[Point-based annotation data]

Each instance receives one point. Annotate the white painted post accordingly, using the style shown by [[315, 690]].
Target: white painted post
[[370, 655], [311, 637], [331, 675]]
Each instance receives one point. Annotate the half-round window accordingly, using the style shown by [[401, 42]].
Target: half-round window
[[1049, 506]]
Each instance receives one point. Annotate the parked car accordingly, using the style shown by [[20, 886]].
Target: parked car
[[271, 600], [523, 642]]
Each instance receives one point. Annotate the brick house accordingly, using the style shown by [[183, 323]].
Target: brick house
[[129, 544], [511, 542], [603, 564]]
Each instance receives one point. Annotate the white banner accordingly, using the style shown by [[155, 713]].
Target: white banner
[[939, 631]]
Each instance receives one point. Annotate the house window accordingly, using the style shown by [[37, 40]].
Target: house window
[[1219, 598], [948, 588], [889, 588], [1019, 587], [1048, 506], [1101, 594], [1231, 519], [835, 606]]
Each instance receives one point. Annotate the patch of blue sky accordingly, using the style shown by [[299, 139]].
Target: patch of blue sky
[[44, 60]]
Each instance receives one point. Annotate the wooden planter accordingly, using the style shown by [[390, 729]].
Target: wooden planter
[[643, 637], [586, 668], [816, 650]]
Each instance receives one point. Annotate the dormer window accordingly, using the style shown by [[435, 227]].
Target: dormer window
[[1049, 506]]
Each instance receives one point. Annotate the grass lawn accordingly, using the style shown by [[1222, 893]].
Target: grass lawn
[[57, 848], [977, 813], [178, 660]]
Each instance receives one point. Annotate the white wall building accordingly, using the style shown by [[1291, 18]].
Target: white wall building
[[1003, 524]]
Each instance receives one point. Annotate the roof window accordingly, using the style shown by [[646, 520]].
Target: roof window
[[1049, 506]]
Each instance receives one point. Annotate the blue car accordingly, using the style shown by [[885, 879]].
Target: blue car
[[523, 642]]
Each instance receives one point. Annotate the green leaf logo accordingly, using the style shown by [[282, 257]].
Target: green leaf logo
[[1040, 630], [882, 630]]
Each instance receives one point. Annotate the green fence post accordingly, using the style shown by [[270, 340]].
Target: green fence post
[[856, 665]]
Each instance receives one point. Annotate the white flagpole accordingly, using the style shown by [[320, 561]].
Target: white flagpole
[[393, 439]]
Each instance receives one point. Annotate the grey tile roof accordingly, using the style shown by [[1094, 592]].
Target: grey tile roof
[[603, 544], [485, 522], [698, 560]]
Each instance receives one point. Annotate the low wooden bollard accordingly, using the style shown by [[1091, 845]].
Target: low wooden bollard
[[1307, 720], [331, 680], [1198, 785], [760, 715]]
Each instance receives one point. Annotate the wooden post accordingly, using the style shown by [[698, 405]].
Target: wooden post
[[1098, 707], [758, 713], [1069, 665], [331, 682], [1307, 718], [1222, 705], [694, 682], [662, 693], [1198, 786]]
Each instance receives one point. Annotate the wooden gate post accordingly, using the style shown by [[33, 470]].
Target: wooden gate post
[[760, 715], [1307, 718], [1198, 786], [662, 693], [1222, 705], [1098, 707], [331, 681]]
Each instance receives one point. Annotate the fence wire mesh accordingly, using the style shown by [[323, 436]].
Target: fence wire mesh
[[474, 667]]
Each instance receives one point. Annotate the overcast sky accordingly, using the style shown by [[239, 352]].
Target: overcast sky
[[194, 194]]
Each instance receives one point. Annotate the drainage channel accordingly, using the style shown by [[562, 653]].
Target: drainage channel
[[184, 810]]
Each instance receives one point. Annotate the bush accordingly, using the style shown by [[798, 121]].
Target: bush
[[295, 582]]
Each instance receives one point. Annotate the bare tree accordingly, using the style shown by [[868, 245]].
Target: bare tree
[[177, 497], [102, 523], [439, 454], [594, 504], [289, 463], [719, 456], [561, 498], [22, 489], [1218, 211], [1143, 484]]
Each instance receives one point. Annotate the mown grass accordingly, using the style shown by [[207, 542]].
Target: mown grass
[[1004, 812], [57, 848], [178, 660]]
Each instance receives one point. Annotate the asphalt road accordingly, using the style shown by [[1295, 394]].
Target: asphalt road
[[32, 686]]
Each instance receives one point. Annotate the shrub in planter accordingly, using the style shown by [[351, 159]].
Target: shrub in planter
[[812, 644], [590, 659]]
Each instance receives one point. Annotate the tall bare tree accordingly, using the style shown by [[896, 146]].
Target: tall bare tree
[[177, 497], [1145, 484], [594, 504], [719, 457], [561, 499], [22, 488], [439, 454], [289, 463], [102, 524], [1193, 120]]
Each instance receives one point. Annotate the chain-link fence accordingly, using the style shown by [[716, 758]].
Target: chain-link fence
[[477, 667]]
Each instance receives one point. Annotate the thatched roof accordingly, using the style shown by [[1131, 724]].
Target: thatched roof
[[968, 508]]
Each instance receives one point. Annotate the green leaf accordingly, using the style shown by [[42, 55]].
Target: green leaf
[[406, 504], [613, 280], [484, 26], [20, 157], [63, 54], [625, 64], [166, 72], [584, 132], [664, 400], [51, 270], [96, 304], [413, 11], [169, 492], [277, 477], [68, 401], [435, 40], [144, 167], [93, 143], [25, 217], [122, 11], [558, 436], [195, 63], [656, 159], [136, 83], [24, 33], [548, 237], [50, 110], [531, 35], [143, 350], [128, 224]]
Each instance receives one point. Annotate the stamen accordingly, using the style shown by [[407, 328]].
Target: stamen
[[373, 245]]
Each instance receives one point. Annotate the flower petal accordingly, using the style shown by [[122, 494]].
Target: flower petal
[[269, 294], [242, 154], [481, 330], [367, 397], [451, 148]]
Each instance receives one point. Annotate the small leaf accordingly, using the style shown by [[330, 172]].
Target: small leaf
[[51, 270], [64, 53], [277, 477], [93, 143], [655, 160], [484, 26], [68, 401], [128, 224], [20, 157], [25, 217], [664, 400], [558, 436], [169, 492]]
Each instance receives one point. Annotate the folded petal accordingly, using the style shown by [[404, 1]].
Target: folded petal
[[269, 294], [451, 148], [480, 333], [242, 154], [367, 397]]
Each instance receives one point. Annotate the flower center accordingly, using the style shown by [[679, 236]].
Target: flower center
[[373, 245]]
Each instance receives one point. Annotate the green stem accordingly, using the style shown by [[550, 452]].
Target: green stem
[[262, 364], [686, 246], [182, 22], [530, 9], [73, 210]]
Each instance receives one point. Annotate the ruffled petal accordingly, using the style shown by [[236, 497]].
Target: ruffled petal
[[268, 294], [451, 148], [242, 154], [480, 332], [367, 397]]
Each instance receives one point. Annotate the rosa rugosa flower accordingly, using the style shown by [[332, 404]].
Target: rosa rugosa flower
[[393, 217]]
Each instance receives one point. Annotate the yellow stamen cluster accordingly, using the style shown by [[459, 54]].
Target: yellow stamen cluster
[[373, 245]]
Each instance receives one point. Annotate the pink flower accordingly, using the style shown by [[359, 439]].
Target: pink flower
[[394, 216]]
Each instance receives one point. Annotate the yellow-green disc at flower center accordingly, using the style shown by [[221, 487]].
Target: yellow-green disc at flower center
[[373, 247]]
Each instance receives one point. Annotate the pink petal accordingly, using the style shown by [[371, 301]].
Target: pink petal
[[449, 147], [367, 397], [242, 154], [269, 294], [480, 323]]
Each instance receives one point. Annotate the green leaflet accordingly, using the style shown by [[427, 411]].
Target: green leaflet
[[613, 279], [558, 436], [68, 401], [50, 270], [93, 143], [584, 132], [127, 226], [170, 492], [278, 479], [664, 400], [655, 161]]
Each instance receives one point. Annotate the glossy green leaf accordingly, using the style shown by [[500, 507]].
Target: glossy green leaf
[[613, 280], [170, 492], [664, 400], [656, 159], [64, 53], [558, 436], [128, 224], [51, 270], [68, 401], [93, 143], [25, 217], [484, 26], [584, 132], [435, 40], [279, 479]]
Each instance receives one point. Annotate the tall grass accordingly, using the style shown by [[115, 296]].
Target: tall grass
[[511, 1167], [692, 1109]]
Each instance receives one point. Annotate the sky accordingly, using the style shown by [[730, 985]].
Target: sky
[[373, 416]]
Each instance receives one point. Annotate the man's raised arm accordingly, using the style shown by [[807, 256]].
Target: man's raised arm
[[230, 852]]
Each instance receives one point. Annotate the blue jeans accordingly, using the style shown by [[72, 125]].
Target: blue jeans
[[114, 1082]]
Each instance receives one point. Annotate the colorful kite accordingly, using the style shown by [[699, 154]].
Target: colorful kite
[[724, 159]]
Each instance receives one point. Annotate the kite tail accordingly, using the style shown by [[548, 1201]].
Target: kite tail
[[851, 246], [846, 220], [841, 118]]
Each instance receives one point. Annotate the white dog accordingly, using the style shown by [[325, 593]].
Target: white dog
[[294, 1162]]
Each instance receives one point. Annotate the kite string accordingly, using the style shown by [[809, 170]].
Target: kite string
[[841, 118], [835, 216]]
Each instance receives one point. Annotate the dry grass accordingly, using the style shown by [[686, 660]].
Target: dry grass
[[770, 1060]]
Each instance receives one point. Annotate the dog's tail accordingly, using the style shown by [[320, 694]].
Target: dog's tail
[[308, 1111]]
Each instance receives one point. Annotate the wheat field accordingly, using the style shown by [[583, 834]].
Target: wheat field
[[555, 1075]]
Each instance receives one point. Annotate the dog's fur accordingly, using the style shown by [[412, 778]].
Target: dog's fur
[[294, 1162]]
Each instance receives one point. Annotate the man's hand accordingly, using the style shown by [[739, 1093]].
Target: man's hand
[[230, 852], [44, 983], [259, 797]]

GOAL: Begin at the line that has "Each instance receives one point. Annotate the blue car" and stop after the line that has "[[1307, 720], [331, 680], [1198, 785], [760, 715]]". Rewrite every line in that span, adding 42 to each coordinate in the point lists that stand on their own lines, and leave all other text unchanged, including the sample points after "using the style shown by".

ANSWER TO THIS PROBLEM:
Each instance receives one point. Annotate the blue car accordingly, using the style shown by [[885, 879]].
Target: blue car
[[565, 684]]
Each instance receives one point. Annotate the green leaf logo accordingly, using the style shown by [[282, 257]].
Target: green leaf logo
[[1082, 672], [924, 672]]
Each instance receives one point. Annotate the green fence post accordingly, using the style shown by [[270, 340]].
Target: green fence post
[[898, 707]]
Each instance receives one point. Annotate the white flagpole accordingly, using the style shown by [[320, 561]].
Target: white flagpole
[[435, 481]]
Each instance receives one point. Annotate the grey tile roof accordingly, using the style shown by [[1094, 592]].
Target: grey tile roof
[[645, 586], [527, 564], [740, 602]]
Each instance receives one point. Annotate the low wooden bollard accordingly, using the style shown by [[1091, 845]].
Target: low wooden bollard
[[1349, 762], [373, 722], [1240, 827], [802, 757]]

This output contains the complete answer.